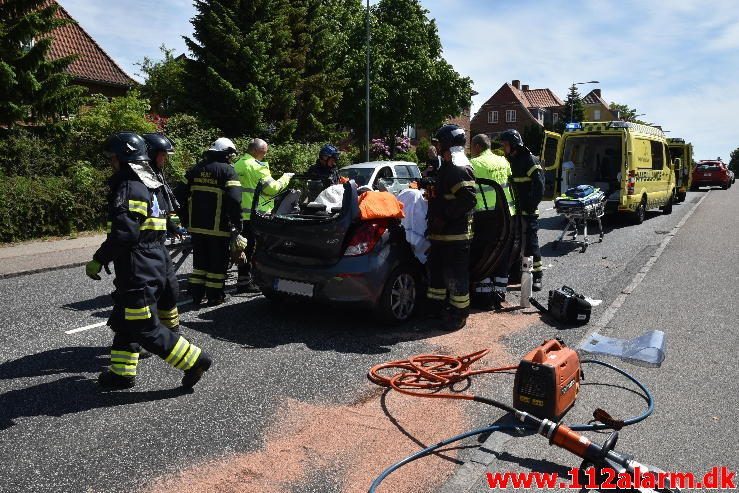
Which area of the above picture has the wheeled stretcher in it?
[554,186,606,252]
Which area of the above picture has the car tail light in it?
[344,221,387,257]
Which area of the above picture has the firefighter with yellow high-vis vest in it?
[426,125,476,330]
[181,137,246,308]
[85,132,212,389]
[470,134,516,309]
[499,129,544,291]
[234,139,294,293]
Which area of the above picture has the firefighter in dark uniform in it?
[85,132,212,389]
[142,133,180,332]
[306,145,340,185]
[182,137,246,307]
[426,125,477,330]
[499,129,544,291]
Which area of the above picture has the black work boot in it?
[182,351,213,389]
[98,370,136,390]
[531,272,544,292]
[236,277,262,294]
[493,291,505,310]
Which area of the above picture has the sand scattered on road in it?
[148,313,538,493]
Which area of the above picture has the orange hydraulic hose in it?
[367,348,518,400]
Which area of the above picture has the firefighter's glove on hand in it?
[85,259,103,281]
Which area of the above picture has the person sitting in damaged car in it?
[306,145,340,185]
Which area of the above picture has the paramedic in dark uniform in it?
[85,132,212,389]
[499,129,544,291]
[183,137,246,307]
[426,125,477,330]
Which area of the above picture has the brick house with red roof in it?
[49,0,137,97]
[470,80,564,137]
[582,89,618,122]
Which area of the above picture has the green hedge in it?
[0,167,107,242]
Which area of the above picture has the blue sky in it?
[59,0,739,161]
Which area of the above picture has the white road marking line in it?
[575,190,711,332]
[64,289,241,334]
[64,320,108,334]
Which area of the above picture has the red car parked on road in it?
[690,159,734,190]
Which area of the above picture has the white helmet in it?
[208,137,236,154]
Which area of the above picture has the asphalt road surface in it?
[0,189,739,493]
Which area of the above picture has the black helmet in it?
[142,134,174,161]
[434,125,467,152]
[103,132,149,163]
[498,128,525,148]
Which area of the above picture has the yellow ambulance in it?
[667,138,693,202]
[541,121,675,224]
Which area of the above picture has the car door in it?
[539,131,563,200]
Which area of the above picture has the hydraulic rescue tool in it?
[367,339,679,493]
[513,339,582,420]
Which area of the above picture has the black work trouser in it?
[426,241,470,314]
[520,214,543,277]
[236,221,255,286]
[108,246,201,377]
[188,234,230,301]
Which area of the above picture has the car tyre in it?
[631,197,647,225]
[375,266,420,324]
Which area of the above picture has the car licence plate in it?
[275,279,314,298]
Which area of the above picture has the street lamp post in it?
[570,80,600,123]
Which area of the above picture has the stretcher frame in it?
[553,194,606,253]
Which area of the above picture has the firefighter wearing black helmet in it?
[85,132,211,389]
[426,125,477,330]
[181,137,247,308]
[306,144,341,185]
[499,129,544,291]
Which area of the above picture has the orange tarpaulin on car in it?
[359,192,405,221]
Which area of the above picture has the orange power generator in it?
[513,339,582,421]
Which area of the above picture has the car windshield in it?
[339,167,375,187]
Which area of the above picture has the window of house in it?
[649,140,665,170]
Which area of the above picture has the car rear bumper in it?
[254,253,397,307]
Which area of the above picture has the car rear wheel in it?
[375,267,419,324]
[631,197,647,224]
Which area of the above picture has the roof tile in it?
[49,0,136,87]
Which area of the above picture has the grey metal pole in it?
[364,0,370,162]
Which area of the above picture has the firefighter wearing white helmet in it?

┄┄┄┄┄┄

> _PROBLEM TO SOLVE_: Please pick out and copy every line of the material that contains the word "yellow". Case counts.

> _SOLUTION FOR THIS EXERCISE_:
Which area of the above picture has the firefighter with yellow high-vis vest in it?
Which area of the above picture has the yellow ambulance in it?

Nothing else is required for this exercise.